TO DO:
1 > Copy the passage about the NFL theorem from "Thus, I’m sure" up to and including "with our observations.".
2 > Extend the passage about the NFL theorem, picking up after its final sentence.

PASSAGE PROVIDED:
..........

So how come we’re able to navigate in such a complex world, communicate in such complicated languages, and discover laws of nature through science by thinking hard enough, if for every problem *we* successfully solve the mathematics has an evil copy of? The answer seems to be that these evil copies are very rare. And I believe there’s a reason for that.

Let’s get back to the theorem. Recall, that is essentially based in the fact that for a fixed training set you can vary test set as you wish. How complicated (for some intuitive notion of complexity) does that make the distribution \(p(y|x)\) that makes perfect predictions for a given \(x\)? Well, if it had one regularity pattern in the training set, and then suddenly changed this pattern in the test set to something completely different, that’d make the target distribution \(p(y|x)\) more complicated. So, even if every good problem (i.e. one we, humans, can solve) has an evil twin, twin’s complexity should be higher due to way more complex regularity pattern.

Thus, I’m sure more complicated problems and objects are less likely in the Universe. Otherwise, we’d not be able to have such a complicated life with our particular instance of a learning machine, implemented in our brain. The NFL theorem states there are hard problems out there, but doesn’t say anything how common they are, implicitly assuming uniform distribution, which seems to disagree with our observations.

..........

INFORMATION SHOWN:
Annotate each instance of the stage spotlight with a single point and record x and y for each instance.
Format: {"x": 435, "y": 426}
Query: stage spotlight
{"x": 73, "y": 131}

..........

REPLIES:
1 >
Thus, I’m sure more complicated problems and objects are less likely in the Universe. Otherwise, we’d not be able to have such a complicated life with our particular instance of a learning machine, implemented in our brain. The NFL theorem states there are hard problems out there, but doesn’t say anything how common they are, implicitly assuming uniform distribution, which seems to disagree with our observations.

2 >
### Other impossibility results

Another similar result is the halting problem, which states that given any program, you’d not be able to determine if it stops with 100% accuracy. However, this does not mean that every program’s halting is undecidable. For example, for linear bounded automata one actually can decide if a program for this automation halts (thought that might require some astronomical amount of memory). This result only states there’s no universal decider, and every particular class should be inspected separately.

To recap, the idea of this post is that even though the theory seemingly limits our capabilities, we should not get discouraged by these results, as they are way more general than we need in practice. Quite often we can still solve real problems due to the fact that the general case includes some really weird functions, but reality does not.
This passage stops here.